[Start of section]
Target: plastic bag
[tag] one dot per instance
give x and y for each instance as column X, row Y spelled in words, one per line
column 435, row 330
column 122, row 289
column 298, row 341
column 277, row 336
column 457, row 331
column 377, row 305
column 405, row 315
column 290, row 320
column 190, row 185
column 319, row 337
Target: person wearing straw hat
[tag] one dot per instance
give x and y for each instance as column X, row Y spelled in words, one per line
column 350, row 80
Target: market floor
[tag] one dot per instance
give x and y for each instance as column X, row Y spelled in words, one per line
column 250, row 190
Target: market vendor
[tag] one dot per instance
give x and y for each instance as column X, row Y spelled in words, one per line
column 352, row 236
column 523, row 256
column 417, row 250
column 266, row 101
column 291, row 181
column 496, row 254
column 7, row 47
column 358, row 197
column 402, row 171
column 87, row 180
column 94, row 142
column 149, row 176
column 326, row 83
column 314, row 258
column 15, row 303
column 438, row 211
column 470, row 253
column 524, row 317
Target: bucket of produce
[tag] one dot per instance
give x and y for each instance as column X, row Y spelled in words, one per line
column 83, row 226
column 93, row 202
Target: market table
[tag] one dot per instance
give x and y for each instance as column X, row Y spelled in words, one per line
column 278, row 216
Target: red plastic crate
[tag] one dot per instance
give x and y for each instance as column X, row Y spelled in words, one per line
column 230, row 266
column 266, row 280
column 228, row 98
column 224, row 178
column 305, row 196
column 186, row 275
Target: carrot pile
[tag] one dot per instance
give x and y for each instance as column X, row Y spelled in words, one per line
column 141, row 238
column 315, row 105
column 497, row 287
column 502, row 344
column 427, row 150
[End of section]
→ Assignment
From the listing, count how many lines contain the string "Target", and answer with the number by itself.

→ Solution
8